- [Requirements]
Report how many lines in the rows below contain the string "query", giving only the number.

-- begin --

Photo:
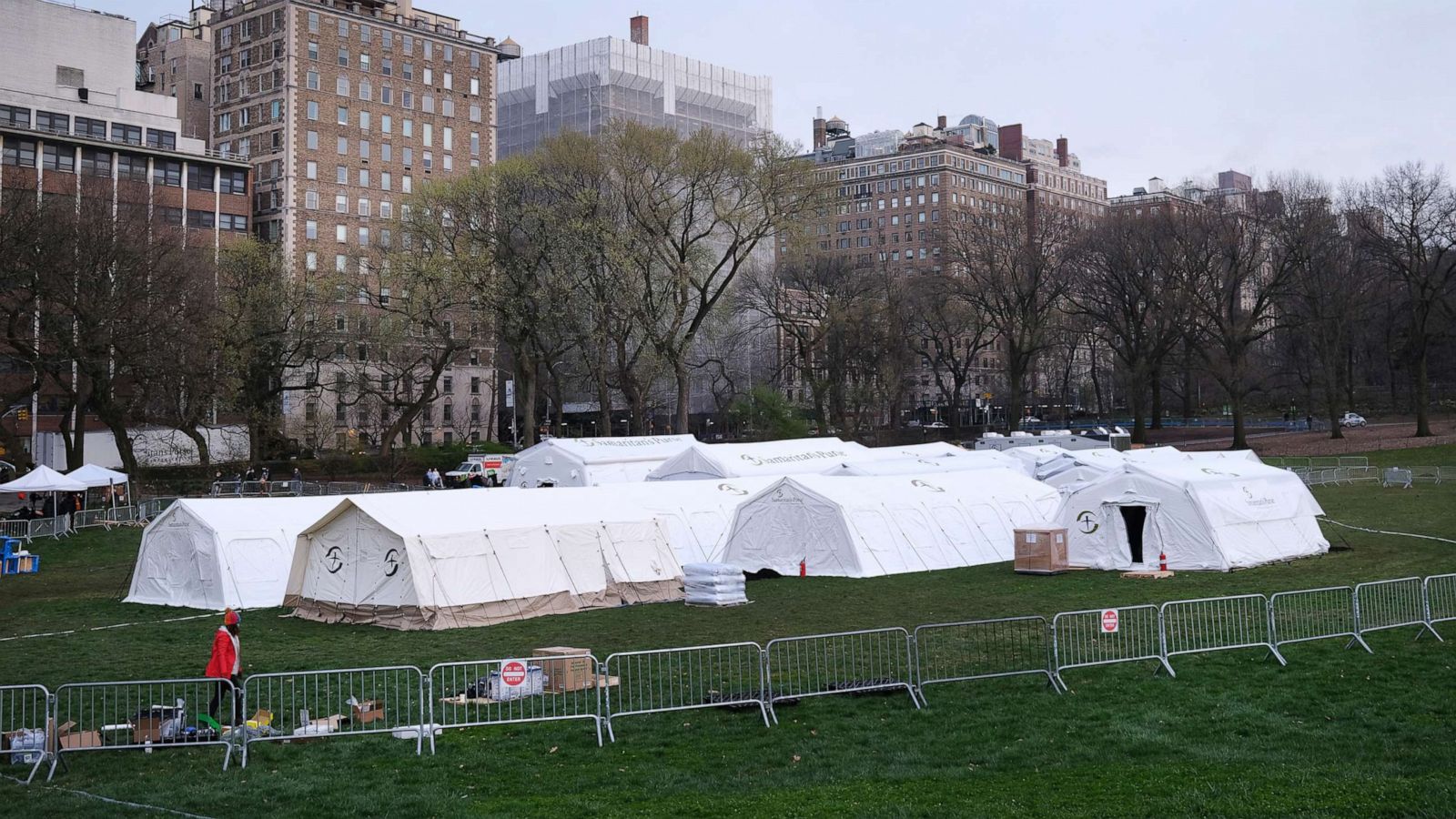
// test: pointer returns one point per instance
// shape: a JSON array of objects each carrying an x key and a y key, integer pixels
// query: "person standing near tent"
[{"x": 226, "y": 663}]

-- end --
-- begin --

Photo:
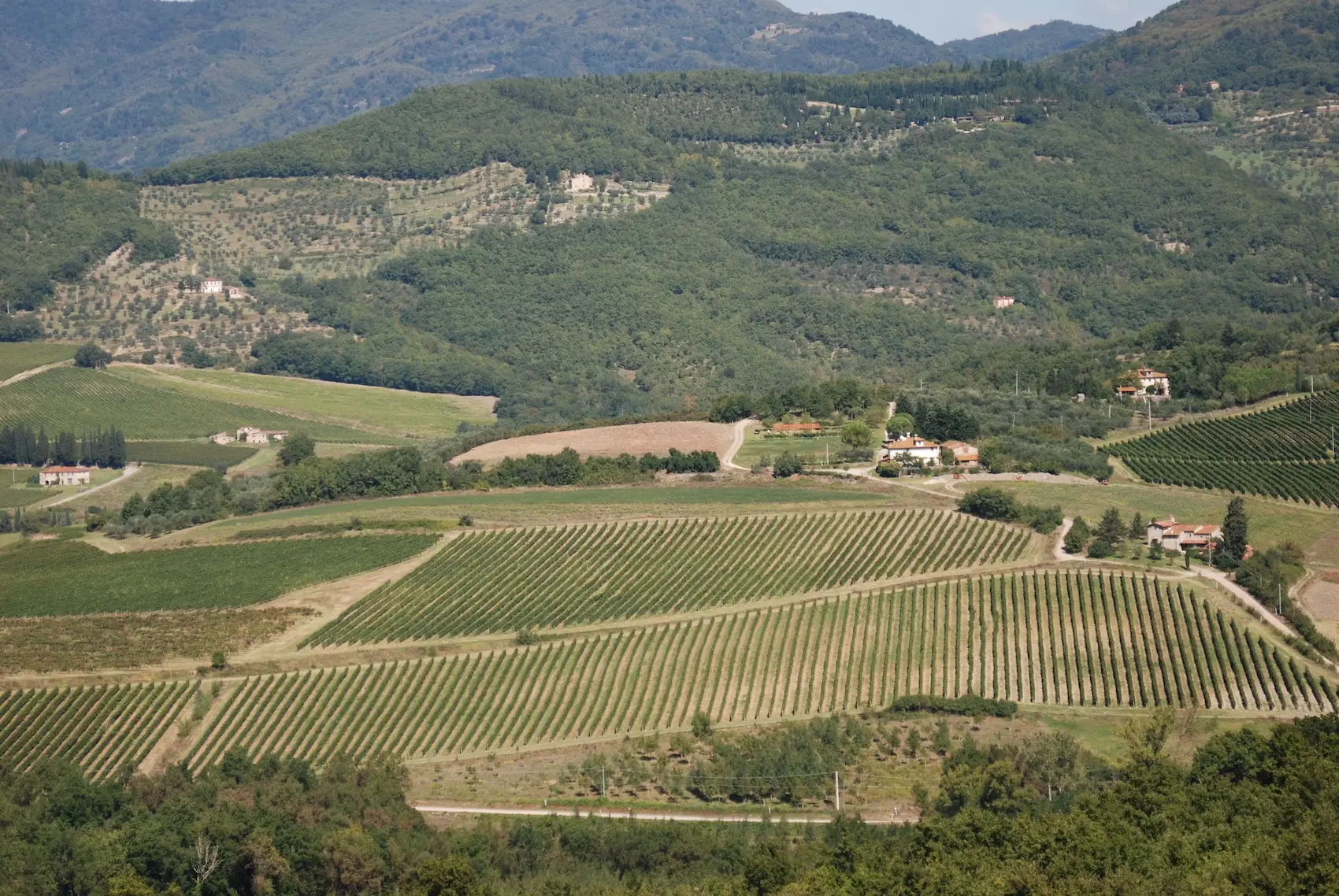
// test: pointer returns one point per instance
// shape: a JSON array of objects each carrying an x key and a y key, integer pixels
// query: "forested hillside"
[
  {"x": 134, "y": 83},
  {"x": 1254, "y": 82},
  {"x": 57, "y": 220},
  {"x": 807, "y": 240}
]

-- end --

- [Exercise solution]
2